** begin Given data **

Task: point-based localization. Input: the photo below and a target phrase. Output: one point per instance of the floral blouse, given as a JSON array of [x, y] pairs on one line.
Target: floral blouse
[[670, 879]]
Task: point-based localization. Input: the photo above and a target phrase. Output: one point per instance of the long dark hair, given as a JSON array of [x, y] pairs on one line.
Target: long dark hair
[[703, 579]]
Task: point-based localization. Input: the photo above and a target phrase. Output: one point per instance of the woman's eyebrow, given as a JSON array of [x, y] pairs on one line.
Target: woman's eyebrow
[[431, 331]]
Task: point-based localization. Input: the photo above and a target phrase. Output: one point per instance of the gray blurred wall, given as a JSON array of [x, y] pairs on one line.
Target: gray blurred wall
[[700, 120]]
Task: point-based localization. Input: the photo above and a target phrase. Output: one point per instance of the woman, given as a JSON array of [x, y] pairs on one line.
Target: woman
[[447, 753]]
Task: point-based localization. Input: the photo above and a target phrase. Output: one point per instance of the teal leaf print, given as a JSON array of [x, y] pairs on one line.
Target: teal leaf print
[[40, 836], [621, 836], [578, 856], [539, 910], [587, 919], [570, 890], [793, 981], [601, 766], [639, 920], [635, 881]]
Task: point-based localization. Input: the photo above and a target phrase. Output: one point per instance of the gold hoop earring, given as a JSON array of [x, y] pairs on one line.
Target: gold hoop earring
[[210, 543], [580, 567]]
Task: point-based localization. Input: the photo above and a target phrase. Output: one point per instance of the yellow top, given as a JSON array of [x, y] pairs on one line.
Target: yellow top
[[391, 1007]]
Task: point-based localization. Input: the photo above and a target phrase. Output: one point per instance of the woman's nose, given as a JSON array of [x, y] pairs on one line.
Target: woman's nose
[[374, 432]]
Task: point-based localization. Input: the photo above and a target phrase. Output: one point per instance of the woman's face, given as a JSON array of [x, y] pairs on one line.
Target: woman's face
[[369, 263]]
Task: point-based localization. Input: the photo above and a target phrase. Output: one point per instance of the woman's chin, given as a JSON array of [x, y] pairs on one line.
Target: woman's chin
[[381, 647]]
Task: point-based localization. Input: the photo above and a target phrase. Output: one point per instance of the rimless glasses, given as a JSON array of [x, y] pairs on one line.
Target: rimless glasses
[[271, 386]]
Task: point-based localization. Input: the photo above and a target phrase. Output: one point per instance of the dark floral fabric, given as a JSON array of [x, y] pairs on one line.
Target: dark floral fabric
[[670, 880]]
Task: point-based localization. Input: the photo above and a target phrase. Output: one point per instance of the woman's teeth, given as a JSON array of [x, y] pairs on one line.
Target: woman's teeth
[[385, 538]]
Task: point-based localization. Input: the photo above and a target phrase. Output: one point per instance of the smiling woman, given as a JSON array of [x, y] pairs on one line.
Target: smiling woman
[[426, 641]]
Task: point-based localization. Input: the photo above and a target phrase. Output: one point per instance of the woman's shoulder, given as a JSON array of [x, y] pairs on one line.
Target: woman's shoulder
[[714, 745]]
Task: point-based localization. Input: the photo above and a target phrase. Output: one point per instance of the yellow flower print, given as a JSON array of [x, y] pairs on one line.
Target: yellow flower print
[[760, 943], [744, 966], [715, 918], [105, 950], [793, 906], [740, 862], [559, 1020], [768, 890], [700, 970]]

** end Given data **

Required task:
Rewrite the lines starting at the one containing "of the dark" and ending at the one containing "[[385, 538]]", changing "dark floral fabric" to "dark printed fabric" and keeping everything else the same.

Expected answer:
Task: point-based localization. Input: the photo above and a target phrase. Output: one point per instance of the dark printed fabric, given as a JSON array of [x, y] pairs on one line.
Target: dark printed fabric
[[670, 880]]
Task: point-based localization. Input: the photo above and a target phrase. Output: one point per instance of the woman's teeth, given as a JSON array of [x, y] pairs on one line.
Target: woman's teeth
[[385, 538]]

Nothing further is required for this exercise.